##### Document

Comparison with OKM: The principal differences between OKM and OntoWiki are the design approaches described in section 4 of this paper, namely: allowing the user to deal with human-readable names rather than full URIs; the grouping of properties by role; channeling the user towards consistency by means of intelligent autocomplete functionality; and providing a forms-based alternative to the SPARQL Semantic Web query language. Through these innovations, we attempt to further reduce the barrier to the noninitiate, making Semantic Web authoring more possible for the masses.

3.2 User interface studies

Although Semantic Web researchers have produced this plethora of tools for RDF creation, usability studies are rare. Very few compelling studies have evaluated the level of effectiveness of such tools, or what aspects in particular make them effective (or ineffective.) The great majority have provided no user studies at all; a few (e.g., Auer 2006, Bollacker 2008, Krotzsch 2006) point to user communities as evidence of effectiveness; occasionally (e.g., Stojanovic 2001) a case study is performed illustrating use in a limited setting, often by Semantic Web experts. Tabulator's designers (Berners-Lee 2007) explain that their project is in "exploration mode" rather than "analysis mode" and make only the general observation that "much opportunity exists for improvement." It appears that focused study on what specific barriers end users face when using Semantic Web interfaces is not being given much attention.

The most helpful study in this regard was by Noy, et al. (Noy et al. 2000), who directed military domain experts to use a version of Protege-2000 with domain-specific extensions in order to perform specific knowledge acquisition tasks. The study's conclusion was a happy one: domain experts, with 1-2 hours of training but no computer science background, are in fact able to effectively use a large KB that concerns a domain in which they are intimately familiar. This applies to both viewing and editing tasks.

##########

§ **What needs to be done**
Please carry on writing the passage on Semantic Web authoring tools, starting after its final sentence. The entries that come next are separate material, not part of the passage on Semantic Web authoring tools.

##### Supplied material

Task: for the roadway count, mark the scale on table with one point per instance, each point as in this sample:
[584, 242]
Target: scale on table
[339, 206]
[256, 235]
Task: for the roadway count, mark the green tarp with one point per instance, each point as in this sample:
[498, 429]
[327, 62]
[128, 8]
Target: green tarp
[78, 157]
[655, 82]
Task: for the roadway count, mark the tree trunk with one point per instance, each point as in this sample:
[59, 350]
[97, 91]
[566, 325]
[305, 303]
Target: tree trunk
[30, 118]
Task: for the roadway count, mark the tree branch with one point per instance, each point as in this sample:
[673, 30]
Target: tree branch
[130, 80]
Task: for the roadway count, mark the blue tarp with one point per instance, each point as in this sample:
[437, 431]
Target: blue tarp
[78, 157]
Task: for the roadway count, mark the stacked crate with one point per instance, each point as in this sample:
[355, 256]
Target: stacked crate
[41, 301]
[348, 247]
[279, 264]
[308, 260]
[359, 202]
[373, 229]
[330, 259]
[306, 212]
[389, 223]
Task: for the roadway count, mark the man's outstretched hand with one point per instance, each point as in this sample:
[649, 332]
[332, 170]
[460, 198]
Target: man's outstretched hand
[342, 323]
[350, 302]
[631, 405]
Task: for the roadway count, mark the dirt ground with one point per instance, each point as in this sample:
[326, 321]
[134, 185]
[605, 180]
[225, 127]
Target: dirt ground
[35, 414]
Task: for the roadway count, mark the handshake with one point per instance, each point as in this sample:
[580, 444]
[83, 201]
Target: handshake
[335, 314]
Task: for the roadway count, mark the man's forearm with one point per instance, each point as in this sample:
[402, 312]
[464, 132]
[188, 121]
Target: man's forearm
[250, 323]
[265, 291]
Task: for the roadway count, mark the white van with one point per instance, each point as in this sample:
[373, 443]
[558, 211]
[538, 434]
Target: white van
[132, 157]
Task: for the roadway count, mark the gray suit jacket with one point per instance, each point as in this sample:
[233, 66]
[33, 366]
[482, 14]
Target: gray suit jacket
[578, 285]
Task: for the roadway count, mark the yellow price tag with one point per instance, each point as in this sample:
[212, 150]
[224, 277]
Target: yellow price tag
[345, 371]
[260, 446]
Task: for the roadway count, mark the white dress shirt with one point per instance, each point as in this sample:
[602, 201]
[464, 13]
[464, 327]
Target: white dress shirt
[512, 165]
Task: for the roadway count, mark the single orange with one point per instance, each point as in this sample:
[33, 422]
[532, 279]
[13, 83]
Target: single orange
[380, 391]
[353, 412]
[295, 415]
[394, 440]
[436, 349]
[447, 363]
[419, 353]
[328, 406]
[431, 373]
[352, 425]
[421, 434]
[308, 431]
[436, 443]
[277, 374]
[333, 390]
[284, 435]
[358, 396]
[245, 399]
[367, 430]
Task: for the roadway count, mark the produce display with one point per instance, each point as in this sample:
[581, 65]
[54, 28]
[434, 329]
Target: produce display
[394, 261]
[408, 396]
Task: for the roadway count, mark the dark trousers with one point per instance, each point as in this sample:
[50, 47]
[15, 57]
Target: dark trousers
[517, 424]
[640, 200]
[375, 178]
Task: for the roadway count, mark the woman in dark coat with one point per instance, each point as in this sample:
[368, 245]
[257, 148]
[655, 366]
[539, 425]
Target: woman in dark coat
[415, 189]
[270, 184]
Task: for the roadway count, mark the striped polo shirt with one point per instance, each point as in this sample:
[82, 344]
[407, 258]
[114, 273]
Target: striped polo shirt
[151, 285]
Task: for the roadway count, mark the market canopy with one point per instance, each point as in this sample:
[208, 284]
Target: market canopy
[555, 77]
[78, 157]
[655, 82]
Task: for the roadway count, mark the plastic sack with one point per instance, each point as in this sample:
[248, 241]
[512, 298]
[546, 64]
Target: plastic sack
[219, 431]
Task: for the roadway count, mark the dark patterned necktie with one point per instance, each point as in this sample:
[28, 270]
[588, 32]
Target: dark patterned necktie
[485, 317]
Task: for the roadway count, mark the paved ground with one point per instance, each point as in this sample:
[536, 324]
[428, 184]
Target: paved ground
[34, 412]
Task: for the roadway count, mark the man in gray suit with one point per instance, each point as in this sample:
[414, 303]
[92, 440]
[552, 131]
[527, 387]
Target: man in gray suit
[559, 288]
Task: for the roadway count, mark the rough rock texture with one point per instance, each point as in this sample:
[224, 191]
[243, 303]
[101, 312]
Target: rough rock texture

##########

§ **Answer for the task**
Our work differs from Noy et al.'s in several ways. First, we are focusing on laypeople (not domain experts) who are tasked with formulating generalized, open-ended knowledge. In the Protege-2000 study, the structure of the KB given to participants was very detailed, and contained a precisely specified class hierarchy containing concepts (e.g., types of combat units) that subjects used on a daily basis. There was no question about the precise definition of each of these concepts, nor about the manner in which they were related. Hence subjects could easily navigate (and extend, where necessary) the taxonomy and instances in a fairly straightforward way. Second, the application was equipped with features designed specifically for the domain, further channeling users towards known success paths. Third, the subjects received 1-2 hours of training with the system, indicating a higher-level of investment (and presumably, proficiency) than in our experiments. And fourth, the aim of the study was to determine the level of overall proficiency subjects obtained with the tool, not the viability of specific features (other than the domain-specific extension to Protege.)

One other study worth mentioning involved the OntoAnnotate semantic annotation tool (Staab et al. 2001). An in-depth analysis was conducted of the behavior of nine experimental subjects (industrial engineering students) who used the application to add machine-processible metadata to web pages. The focus of the study was the level of inter-annotator agreement; that is, the degree to which different subjects independently annotated a page in the same way. The conclusion, roughly speaking, was that novices to the Semantic Web, operating in a general domain (where they are not experts), will not in general produce high-quality structured knowledge, or at least not knowledge that agrees with one another. Specific UI aspects of the OntoAnnotate tool and the ways users interacted with them were not studied, however, which distinguishes our approach from theirs.

To our knowledge, this list represents the sum total of evaluation efforts of Semantic Web authoring tools in the decade since the Semantic Web was first announced to the world at large (in Berners-Lee et al. 2001). It is not a long list, and given that empowering novice users to contribute is imperative to the success of the Semantic Web movement, studies like the one presented in this paper, which shed light on how to empower them, are vital to the success of the whole project.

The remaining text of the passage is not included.